### [Exercise requirements]
Copy out all the entries below, replacing each "Query" with "Target" and leaving every other word unchanged. Omit the pictures.

━━━━━ Stored data

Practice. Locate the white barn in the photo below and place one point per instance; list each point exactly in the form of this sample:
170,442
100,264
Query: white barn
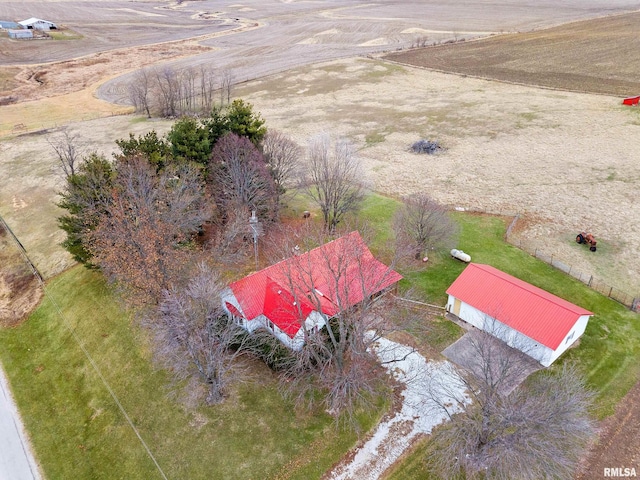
37,24
525,317
20,34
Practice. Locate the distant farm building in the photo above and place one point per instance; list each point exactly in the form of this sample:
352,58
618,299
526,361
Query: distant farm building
525,317
631,101
38,24
20,34
7,25
298,295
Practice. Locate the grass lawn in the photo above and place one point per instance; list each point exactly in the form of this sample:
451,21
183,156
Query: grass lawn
78,431
608,352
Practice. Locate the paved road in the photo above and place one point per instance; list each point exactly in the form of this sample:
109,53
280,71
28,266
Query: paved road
16,460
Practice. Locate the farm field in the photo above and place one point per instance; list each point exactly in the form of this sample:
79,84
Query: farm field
566,161
594,56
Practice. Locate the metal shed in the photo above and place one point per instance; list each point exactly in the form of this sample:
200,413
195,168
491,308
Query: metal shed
21,34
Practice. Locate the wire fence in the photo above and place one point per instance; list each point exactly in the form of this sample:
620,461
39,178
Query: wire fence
630,301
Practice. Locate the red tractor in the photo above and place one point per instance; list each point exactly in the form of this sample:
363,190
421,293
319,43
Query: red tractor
587,239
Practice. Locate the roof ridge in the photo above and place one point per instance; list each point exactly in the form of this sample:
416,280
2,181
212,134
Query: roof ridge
538,292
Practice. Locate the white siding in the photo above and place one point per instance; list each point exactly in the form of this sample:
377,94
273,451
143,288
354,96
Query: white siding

━━━━━━━━━━

### [Exercise solution]
Practice. Locate the white barn in the photo below and place one point per instance; list each point exactly in the form of this sample:
170,442
100,264
Target: white barn
37,24
525,317
20,34
Practice. Locate the distant farm building in the photo above and place one point per instance; list each point exactly in the form of this sample:
352,58
618,299
526,361
Target: distant farm building
525,317
631,101
38,24
20,34
7,25
298,295
Practice. Locate the grass lawn in the photo above and place one point per instance; list each point exactly in the form of this sample:
451,21
183,156
Target: grass lawn
78,431
608,352
Practice. Locate the paved road in the photo above and place one point per instance; list each point exactly in the form of this sample:
109,53
280,71
28,266
Target: paved road
16,460
Practice. Locate the farm field in the photo above and place one point per instance; list each point exactly in the form of this sample:
79,84
Target: farm field
566,161
594,56
Practice. Locate the metal shed in the photo above and place one point per instance; list each point exactly in the form of this sample:
200,413
195,168
491,308
Target: metal shed
21,34
Practice. Locate the wire fence in the photo above and place one point per instance; list each point exactly in the form of this sample:
620,461
39,178
Target: wire fence
630,301
Practice. Locate the red tractor in the photo above and place one point per instance; list each point exactly in the form of this sample:
363,190
421,293
319,43
Target: red tractor
587,239
Practice. Locate the roof ridge in the photo above and place one point per instance; list each point exactly in the form of this sample:
416,280
2,181
212,134
Target: roof ridge
538,292
Practice. Locate the white siding in the photo above and place one point per instance; list each point exactly in the form of this sample:
377,94
273,451
143,288
354,96
Target: white siding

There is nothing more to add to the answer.